# Exercises to complete:
**A.** Duplicate the part of the thread on planning large IN lists starting at "It seems to" and ending at "advanced analyze option.".
**B.** Using the thread on planning large IN lists, decide whether each statement agrees with it, and answer yes or no with the deciding words quoted: (i) The planner transforms a large IN list into a scalar array expression. (ii) Tom Lane calls the inefficiency of estimating each array element's selectivity the most serious problem. (iii) The last reply suggests that column histograms could be collected with an advanced analyze option.
**C.** In the thread on planning large IN lists, what share of the table size does the last reply give as the usual point at which index seeks cost more than a table scan for the average database?

> -----Original Message-----
> From: pgsql-hackers-owner@postgresql.org [mailto:pgsql-hackers-
> owner@postgresql.org] On Behalf Of Tom Lane
> Sent: Thursday, May 10, 2007 11:53 AM
> To: Neil Conway
> Cc: pgsql-hackers@postgresql.org
> Subject: Re: [HACKERS] Planning large IN lists
>
> Neil Conway <neilc@samurai.com> writes:
> > When planning queries with a large IN expression in the WHERE
clause,
> > the planner transforms the IN list into a scalar array expression.
In
> > clause_selectivity(), we estimate the selectivity of the
ScalarArrayExpr
> > by calling scalararraysel(), which in turn estimates the selectivity
of
> > *each* array element in order to determine the selectivity of the
array
> > expression as a whole.
>
> > This is quite inefficient when the IN list is large.
>
> That's the least of the problems. We really ought to convert such
cases
> into an IN (VALUES(...)) type of query, since often repeated
indexscans
> aren't the best implementation.
It seems to me that if you have a unique index on the in list column,
then the problem is simplified. In that case, you just have to estimate
how many index seeks cost more than a table scan. Usually, it's around
5-10% of the table size for the average database. Not sure how it works
out in PostgreSQL.
So in the special case of an in list on a unique indexed column, compare
the cardinality of the table with the number of in list items and decide
to table scan or index seek based on that.
For arbitrary queries, it seems that it would be necessary to keep
histograms for the columns in question. Perhaps it could be collected
with an advanced analyze option.

# Recorded data:
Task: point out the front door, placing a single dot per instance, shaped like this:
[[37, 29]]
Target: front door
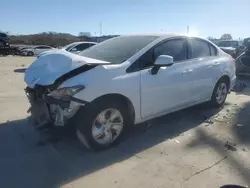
[[170, 87], [205, 61]]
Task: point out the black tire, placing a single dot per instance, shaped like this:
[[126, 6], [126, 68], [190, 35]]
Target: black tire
[[213, 101], [30, 53], [85, 117]]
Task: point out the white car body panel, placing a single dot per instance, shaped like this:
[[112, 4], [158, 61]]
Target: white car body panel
[[51, 70], [37, 51], [172, 88]]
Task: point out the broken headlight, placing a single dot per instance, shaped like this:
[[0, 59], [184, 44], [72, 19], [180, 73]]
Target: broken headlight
[[65, 92]]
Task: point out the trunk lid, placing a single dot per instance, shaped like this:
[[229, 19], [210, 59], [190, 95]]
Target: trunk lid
[[52, 65]]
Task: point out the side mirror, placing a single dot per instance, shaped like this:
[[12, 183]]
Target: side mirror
[[73, 50], [162, 61]]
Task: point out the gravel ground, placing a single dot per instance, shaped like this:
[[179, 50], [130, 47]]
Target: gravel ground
[[196, 147]]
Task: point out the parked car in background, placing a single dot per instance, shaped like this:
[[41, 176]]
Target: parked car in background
[[31, 51], [243, 62], [229, 46], [126, 80], [246, 41], [4, 40]]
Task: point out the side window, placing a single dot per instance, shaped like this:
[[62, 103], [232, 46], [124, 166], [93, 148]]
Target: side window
[[82, 47], [176, 48], [200, 48], [46, 47], [213, 50]]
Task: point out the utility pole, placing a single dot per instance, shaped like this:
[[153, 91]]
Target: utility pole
[[100, 29]]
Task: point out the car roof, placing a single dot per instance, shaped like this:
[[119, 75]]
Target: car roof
[[228, 41], [165, 35], [82, 42]]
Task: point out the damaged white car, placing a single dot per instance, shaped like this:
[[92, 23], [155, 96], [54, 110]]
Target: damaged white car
[[126, 80]]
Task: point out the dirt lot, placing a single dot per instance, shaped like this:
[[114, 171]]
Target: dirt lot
[[196, 147]]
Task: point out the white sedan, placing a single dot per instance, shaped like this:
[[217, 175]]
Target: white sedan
[[126, 80], [77, 47], [36, 50]]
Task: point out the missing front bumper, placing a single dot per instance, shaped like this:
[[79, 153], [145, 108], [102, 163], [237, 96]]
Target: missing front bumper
[[45, 109]]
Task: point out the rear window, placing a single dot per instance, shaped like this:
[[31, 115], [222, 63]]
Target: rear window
[[118, 49]]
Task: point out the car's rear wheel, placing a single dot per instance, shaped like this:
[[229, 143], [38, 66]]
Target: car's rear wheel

# Outputs:
**A.**
It seems to me that if you have a unique index on the in list column,
then the problem is simplified. In that case, you just have to estimate
how many index seeks cost more than a table scan. Usually, it's around
5-10% of the table size for the average database. Not sure how it works
out in PostgreSQL.
So in the special case of an in list on a unique indexed column, compare
the cardinality of the table with the number of in list items and decide
to table scan or index seek based on that.
For arbitrary queries, it seems that it would be necessary to keep
histograms for the columns in question. Perhaps it could be collected
with an advanced analyze option.

**B.**
(i) Yes: "the planner transforms the IN list into a scalar array expression."
(ii) No: "That's the least of the problems."
(iii) Yes: "with an advanced analyze option."

**C.** Around 5-10% of the table size.